## GOAL:
Please copy out every line of the records below with no changes at all.
_ _ _ _ _ _ _
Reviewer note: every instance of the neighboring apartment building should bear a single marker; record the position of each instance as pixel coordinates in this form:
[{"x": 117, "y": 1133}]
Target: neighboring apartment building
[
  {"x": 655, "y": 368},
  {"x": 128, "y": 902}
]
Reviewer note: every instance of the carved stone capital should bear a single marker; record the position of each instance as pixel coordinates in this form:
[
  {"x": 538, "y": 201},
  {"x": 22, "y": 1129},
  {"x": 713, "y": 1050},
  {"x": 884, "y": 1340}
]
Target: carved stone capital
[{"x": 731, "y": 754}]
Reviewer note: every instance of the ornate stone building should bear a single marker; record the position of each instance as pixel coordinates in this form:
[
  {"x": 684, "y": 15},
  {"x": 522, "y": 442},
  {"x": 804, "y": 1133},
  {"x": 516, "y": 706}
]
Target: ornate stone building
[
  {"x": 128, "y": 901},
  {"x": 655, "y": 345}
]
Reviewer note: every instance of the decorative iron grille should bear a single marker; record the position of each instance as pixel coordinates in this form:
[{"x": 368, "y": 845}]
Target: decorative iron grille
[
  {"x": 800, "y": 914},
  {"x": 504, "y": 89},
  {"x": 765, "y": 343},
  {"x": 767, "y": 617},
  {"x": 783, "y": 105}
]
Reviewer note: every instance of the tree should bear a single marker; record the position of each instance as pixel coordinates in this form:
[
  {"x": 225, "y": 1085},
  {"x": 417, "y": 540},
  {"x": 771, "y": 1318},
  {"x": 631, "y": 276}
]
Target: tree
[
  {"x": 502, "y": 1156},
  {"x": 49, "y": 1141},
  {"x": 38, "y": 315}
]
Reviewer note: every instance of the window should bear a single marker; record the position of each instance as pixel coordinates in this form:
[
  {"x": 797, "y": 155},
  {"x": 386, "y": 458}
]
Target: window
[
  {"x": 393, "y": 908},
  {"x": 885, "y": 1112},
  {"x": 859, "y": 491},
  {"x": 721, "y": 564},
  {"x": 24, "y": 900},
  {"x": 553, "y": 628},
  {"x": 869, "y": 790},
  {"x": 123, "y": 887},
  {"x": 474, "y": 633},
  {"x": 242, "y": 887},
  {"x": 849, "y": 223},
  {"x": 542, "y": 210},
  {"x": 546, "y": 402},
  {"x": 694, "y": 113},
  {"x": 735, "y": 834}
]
_ _ _ _ _ _ _
## SOLUTION TO THE EXERCISE:
Reviewer note: every instance of the neighboring apartment building should bear a single marker; record the position of each instance as pixel coordinates in this form:
[{"x": 117, "y": 1133}]
Target: neighboring apartment building
[
  {"x": 655, "y": 368},
  {"x": 128, "y": 902}
]
Reviewer note: every instance of the carved stone capital should bear a single marker; record the position of each instance as pixel coordinates in this form:
[
  {"x": 538, "y": 201},
  {"x": 22, "y": 1129},
  {"x": 713, "y": 1050},
  {"x": 884, "y": 1340}
]
Target: carved stone capital
[{"x": 731, "y": 754}]
Reviewer note: every instance of the ornate stone building should bear a single marker; record the position of each instance as pixel coordinates in this form:
[
  {"x": 684, "y": 15},
  {"x": 522, "y": 442},
  {"x": 804, "y": 1133},
  {"x": 516, "y": 706}
]
Target: ornate stone building
[
  {"x": 128, "y": 901},
  {"x": 655, "y": 345}
]
Reviewer note: every instance of the decorative iron grille should bear a single marker; record the position of each instance as pixel coordinates in this form:
[{"x": 368, "y": 845}]
Target: decorative iron grille
[
  {"x": 800, "y": 914},
  {"x": 504, "y": 89},
  {"x": 765, "y": 343},
  {"x": 767, "y": 617},
  {"x": 783, "y": 105}
]
Reviewer note: every instance of the tree should bear a single marker; record the position of each instance as pixel coordinates in this form:
[
  {"x": 225, "y": 1085},
  {"x": 417, "y": 540},
  {"x": 771, "y": 1318},
  {"x": 631, "y": 276}
]
Target: tree
[
  {"x": 502, "y": 1156},
  {"x": 49, "y": 1141},
  {"x": 38, "y": 315}
]
Reviewer note: every instance of the window should bear a single marker; record the position of each instance as pixel coordinates in this form:
[
  {"x": 797, "y": 155},
  {"x": 386, "y": 458}
]
Target: window
[
  {"x": 393, "y": 908},
  {"x": 885, "y": 1112},
  {"x": 859, "y": 491},
  {"x": 721, "y": 564},
  {"x": 24, "y": 900},
  {"x": 553, "y": 628},
  {"x": 869, "y": 790},
  {"x": 123, "y": 887},
  {"x": 474, "y": 633},
  {"x": 242, "y": 887},
  {"x": 849, "y": 223},
  {"x": 542, "y": 210},
  {"x": 546, "y": 402},
  {"x": 694, "y": 113},
  {"x": 735, "y": 834}
]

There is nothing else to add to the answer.